**Exercise**
If an entry holds an image, leave that image out and transcribe everything else exactly.
========================================
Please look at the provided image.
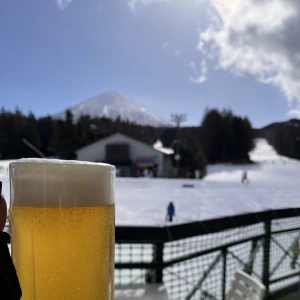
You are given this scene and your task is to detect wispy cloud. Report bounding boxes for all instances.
[128,0,137,11]
[163,42,169,51]
[199,0,300,111]
[189,60,207,84]
[162,42,169,52]
[128,0,203,11]
[57,0,73,9]
[175,50,182,57]
[190,75,207,84]
[287,108,300,119]
[189,61,197,72]
[163,44,183,57]
[128,0,173,11]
========================================
**Answer for the task**
Please look at the provided image.
You are given this scene and your task is to detect wispy cloud. Report bounding boxes for all instances.
[128,0,137,11]
[163,42,169,51]
[199,0,300,111]
[189,60,207,84]
[162,42,169,52]
[128,0,203,11]
[57,0,73,9]
[175,50,182,57]
[190,75,207,84]
[287,108,300,119]
[189,61,197,72]
[163,44,183,57]
[128,0,173,11]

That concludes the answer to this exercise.